**Excerpted text**
· · · ·

Early in the 20th Century, Coney Island in New York was known to house a number of interesting attractions. Many may know about odd individuals like Lionel the Lion-Faced Man, or Violetta, the Limbless Woman . Others will also remember the spectacle that was the Igorrote tribespeople, who were fenced and shown off like zoo animals.
But there was another bizarre show on the road — the exhibition of premature babies.
For context, 1900s-era Americans were not so kind to premature babies. They were considered weak and unfit for survival.. Doctors at the time did not know how to care for them, so when one was born, they often did nothing to save their lives.
This went on until Martin A. Couney, an unlicensed doctor dubbed the “Incubator Doctor,” found a way to give them a fighting chance.
Couney established the “Infantorium” at Coney Island, which was an exhibit where premature babies could be viewed through glass incubators. Visitors would pay an entrance fee of 25 cents (P12) to watch the tiny infants be cared for by onsite nurses and physicians.
At the time, incubators were fairly new technology that weren’t widely used. But Couney demonstrated that they could actually be life-saving devices when it came to premature babies. The incubators were about 5ft tall each and were made of steel and glass. Special air filter systems carried out by water boilers and wool soaked in antiseptic ensured that babies encased in the glass always received fresh, clean air.
Couney was also strict with cleanliness of the exhibit, making sure the area was always scrubbed clean. Wet nurses were forbidden from smoking, drinking, or eating unhealthy foods so that their breast milk was untainted.
The infants’ care was not cheap; it cost about $15 a day (about $405 today or P20,550) to care for each baby. Couney never charged the parents and instead made sure to pay his staff a good wage.
Despite the criticisms from pediatricians and other doctors, who accused Couney of making a profit from the premature infants and exploiting them, parents of the children expressed gratitude for the second chance given to their babies.
In the 50 years he spent with the premature infants, Couney claimed to have taken in around 8,000 babies and saved 6,500 of them. There aren’t official records of these numbers, but the lives of the once at-risk babies speak for themselves.
Because of Couney’s efforts, incubators were put on the map as standard machines for neonatal care. Hospitals would later go on to establish medical facilities specifically catered towards premature babies.
And, as for the premature babies, they regard Couney as a hero.
“Nobody else was offering to do anything to save me,” Beth Allen said. She was born three months premature in Brooklyn in 1941. “Without Martin Couney I wouldn’t have had a life.”

· · · ·

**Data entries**
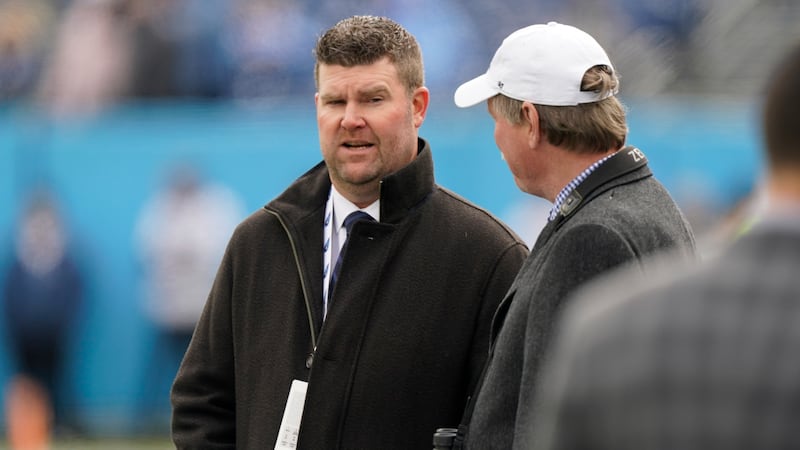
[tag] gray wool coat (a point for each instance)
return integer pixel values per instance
(624, 219)
(404, 341)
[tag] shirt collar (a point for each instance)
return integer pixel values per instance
(342, 207)
(574, 184)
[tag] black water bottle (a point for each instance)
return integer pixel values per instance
(444, 438)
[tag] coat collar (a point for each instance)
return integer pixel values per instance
(400, 191)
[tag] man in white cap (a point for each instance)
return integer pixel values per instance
(550, 89)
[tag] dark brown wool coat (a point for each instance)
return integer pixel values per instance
(404, 341)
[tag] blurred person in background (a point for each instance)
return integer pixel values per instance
(697, 357)
(551, 91)
(25, 32)
(180, 238)
(284, 356)
(89, 67)
(42, 299)
(267, 42)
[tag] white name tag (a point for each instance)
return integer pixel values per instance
(290, 424)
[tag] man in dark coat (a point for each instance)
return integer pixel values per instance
(283, 358)
(695, 357)
(551, 92)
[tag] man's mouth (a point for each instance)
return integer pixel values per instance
(357, 145)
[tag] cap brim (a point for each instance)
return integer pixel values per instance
(473, 92)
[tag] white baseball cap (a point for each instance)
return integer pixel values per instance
(541, 64)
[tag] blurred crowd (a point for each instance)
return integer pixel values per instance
(78, 55)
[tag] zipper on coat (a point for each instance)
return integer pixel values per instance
(304, 288)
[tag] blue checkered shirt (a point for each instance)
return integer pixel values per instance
(572, 185)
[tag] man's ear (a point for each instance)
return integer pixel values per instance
(530, 117)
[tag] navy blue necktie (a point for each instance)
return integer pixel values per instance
(349, 221)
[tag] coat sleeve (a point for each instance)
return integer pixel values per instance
(498, 283)
(203, 394)
(579, 255)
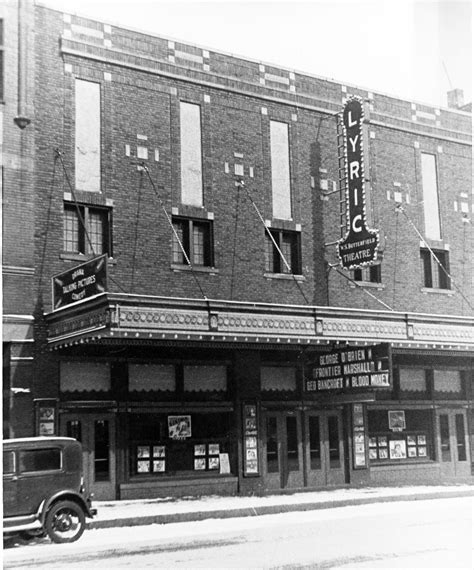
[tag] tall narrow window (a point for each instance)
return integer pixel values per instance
(280, 160)
(196, 239)
(372, 274)
(87, 136)
(97, 222)
(435, 271)
(289, 244)
(1, 61)
(191, 154)
(430, 196)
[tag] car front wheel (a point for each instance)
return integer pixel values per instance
(65, 522)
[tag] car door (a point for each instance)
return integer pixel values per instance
(10, 483)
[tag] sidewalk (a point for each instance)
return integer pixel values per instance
(169, 510)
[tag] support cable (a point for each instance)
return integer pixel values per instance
(45, 243)
(235, 243)
(400, 208)
(395, 262)
(241, 184)
(170, 222)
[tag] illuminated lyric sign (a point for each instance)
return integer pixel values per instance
(80, 282)
(350, 369)
(359, 246)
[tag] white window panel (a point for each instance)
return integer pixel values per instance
(191, 155)
(280, 166)
(430, 196)
(87, 136)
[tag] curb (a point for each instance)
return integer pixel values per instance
(266, 510)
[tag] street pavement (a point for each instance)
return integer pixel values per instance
(172, 510)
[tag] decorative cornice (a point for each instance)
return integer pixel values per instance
(150, 319)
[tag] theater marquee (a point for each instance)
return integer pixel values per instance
(360, 244)
(351, 369)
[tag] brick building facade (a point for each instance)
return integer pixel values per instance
(193, 367)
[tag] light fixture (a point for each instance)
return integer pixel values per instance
(21, 121)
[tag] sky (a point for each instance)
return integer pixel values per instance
(413, 49)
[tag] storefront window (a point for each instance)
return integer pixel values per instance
(292, 443)
(333, 436)
(460, 437)
(272, 445)
(448, 385)
(410, 440)
(314, 442)
(413, 384)
(179, 444)
(445, 439)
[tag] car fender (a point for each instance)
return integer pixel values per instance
(66, 495)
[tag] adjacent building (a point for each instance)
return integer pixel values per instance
(184, 288)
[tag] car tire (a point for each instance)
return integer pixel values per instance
(65, 522)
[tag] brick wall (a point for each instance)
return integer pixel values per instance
(142, 80)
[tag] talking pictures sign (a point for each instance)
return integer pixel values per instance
(360, 244)
(80, 282)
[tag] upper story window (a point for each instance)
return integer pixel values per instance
(430, 196)
(97, 223)
(280, 165)
(196, 239)
(2, 94)
(191, 154)
(372, 274)
(87, 136)
(435, 275)
(289, 244)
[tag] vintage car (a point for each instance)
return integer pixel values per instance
(43, 488)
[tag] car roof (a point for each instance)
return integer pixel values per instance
(39, 441)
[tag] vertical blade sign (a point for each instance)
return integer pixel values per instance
(359, 246)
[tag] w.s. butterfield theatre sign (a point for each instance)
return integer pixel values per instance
(80, 282)
(360, 244)
(350, 369)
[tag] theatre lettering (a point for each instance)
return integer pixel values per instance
(366, 367)
(359, 245)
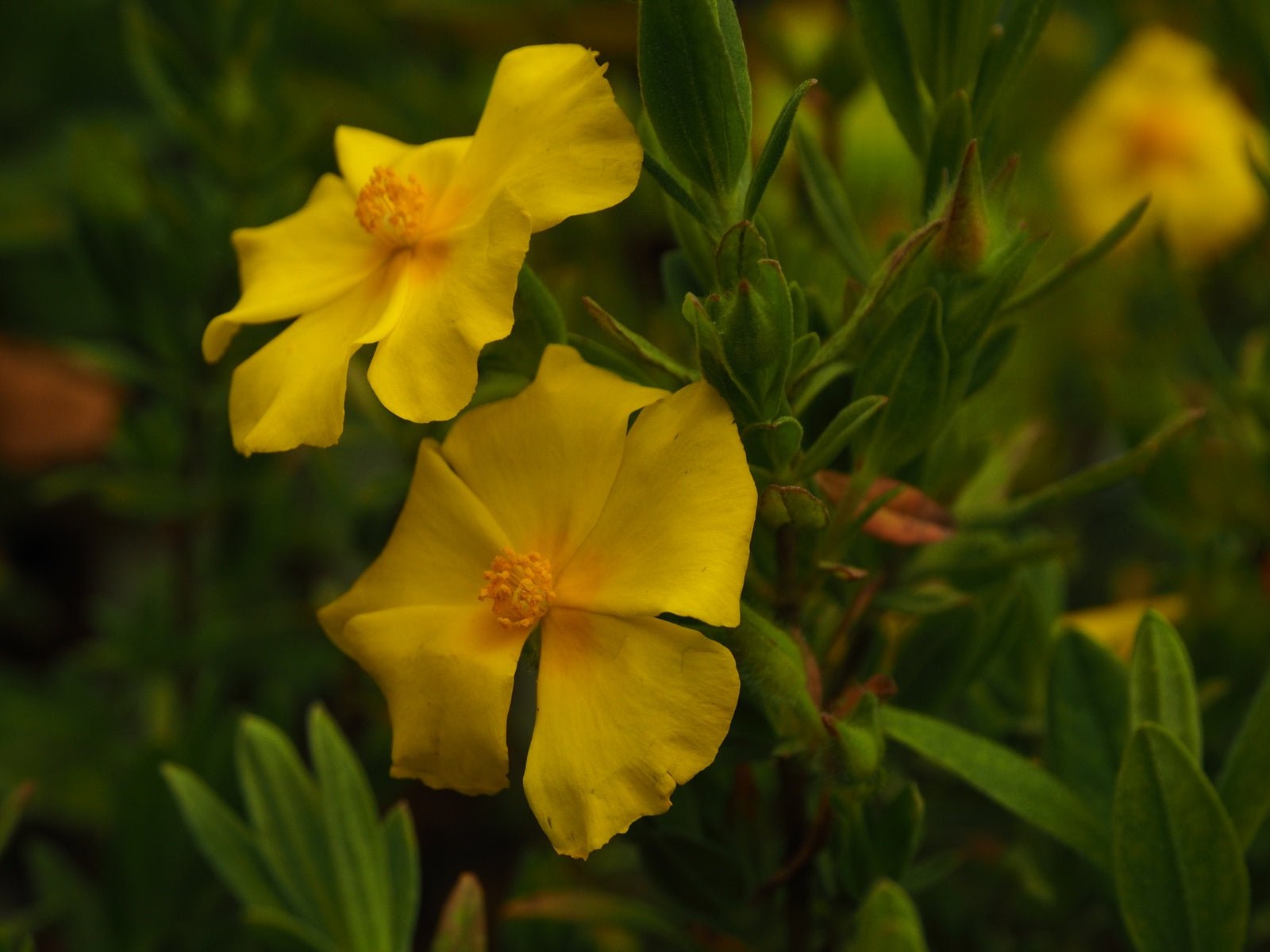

· · · ·

Transcribe the passage of the Coney Island incubator text from "In the 50 years" up to and including "Couney as a hero.".

In the 50 years he spent with the premature infants, Couney claimed to have taken in around 8,000 babies and saved 6,500 of them. There aren’t official records of these numbers, but the lives of the once at-risk babies speak for themselves.
Because of Couney’s efforts, incubators were put on the map as standard machines for neonatal care. Hospitals would later go on to establish medical facilities specifically catered towards premature babies.
And, as for the premature babies, they regard Couney as a hero.